* [EXTRACT]:
============

Getting underway on 31 January 1927, Black Hawk shifted to Olongapo (31 January-3 February) before returning to Manila on the 3rd. She stood out of Manila to make her return to China on 18 April. Three days later, she touched briefly at Amoy before moving on to Shanghai. Reaching on 24 April, she remained there off the Bund until 6 June, when she got underway for Chefoo and arrived on 8 June. She would remain there in port over the next three months. Departing Chefoo on 14 September, she touched at Alacrity Bay (15-16 September) and then continued on to Southeast Asia en route to a return to the Philippines. Her first port visit was to Saigon, Cochin China, French Indochina [Ho Chi Minh City, Vietnam] (23-26 September). Continuing on, she moved to Singapore (28 September-1 October). After departing this British possession, the tender moved on to the Netherlands East Indies (N.E.I.) [Indonesia] visiting Batavia [Jakarta], Java (3-9 October), Soerabaja [Surabaya], Java (10-13 October), and Makassar [Ujung Pandang], Celebes (15-17 October). She then proceeded back to the Philippine archipelago touching at Tawi-Tawi (19 October), Zamboanga (20-22 October), and San Fernando (24-27 October), before returning to Manila on 28 October and remaining there through the end of the year.
Black Hawk got underway on 13 February for a brief visit to Olongapo (14-15 February) before returning to Manila. After a month in port, she went to sea and steamed to Hong Kong (23 March-3 April) before visiting other locations along the Chinese coast including Amoy (4-7 April), Magpie Bay (8 April), Samsa Inlet (8-10 April), and Alacrity Bay (12 April), before steaming eastward to the “Land of the Rising Sun” and calling at Kobe, Japan (16-26 April) and Ito Saki, Japan (26-27 April). Returning to Chinese waters, she made landfall and spent a fortnight at Chinwangtao (30 April-14 May), before arriving at Chefoo on 15 May. Remaining in port until 8 July, she got underway and visited Tsingtao (10-12 July) and Shanghai (14-18 July), before returning via Tsingtao (20 July) to Chefoo on the 21st. She continued to operate from there until 18 September, when she sortied to return to Manila, reaching on 25 September. Having returned to her primary base in the Philippines, the tender remained in port well into the next year.
While Black Hawk got underway to visit Olongapo (15-20 February 1929), she largely stood in port until 4 March, when she stood out of Manila Bay bound for Hong Kong. Arriving on 8 March, she remained until the 13th, when she moved on to Amoy (15-24 March). Departing on 24 March, she steamed to Japan for visits to Nagasaki (29 March-10 April) and Yokohama (13-23 April). Returning to China, she spent a month at Tsingtao (27 April-27 May), then arrived back at Chefoo on 28 May. Standing in port until 5 July, she got underway and conducted visits to Tsingtao (6-17 July) and the Bund at Shanghai (20 July-11 August), before returning to Chefoo via Tsingtao (13 August) on 14 August. Clearing Chefoo for the year on 16 September, she made a third visit to Tsingtao (17-23 September) and a second to Shanghai (26 September-2 October), before standing in to Manila on 6 October.

============

Entries for coordinate annotation:
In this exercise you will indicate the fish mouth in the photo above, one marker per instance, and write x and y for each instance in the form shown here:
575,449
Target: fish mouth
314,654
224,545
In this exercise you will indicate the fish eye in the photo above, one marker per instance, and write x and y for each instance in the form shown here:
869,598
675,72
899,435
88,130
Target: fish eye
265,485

============

* [EXERCISE INSTRUCTIONS]:
**1.** In the Black Hawk account, on what date did the tender arrive back at Chefoo after spending a month at Tsingtao in 1929?
**2.** Please translate this sentence from the Black Hawk account into Spanish: "Continuing on, she moved to Singapore (28 September-1 October)."
These entries have no connection to the Black Hawk account.

* [TASK ANSWERS]:
**1.** On 28 May.

**2.** Continuando su travesía, se dirigió a Singapur (del 28 de septiembre al 1 de octubre).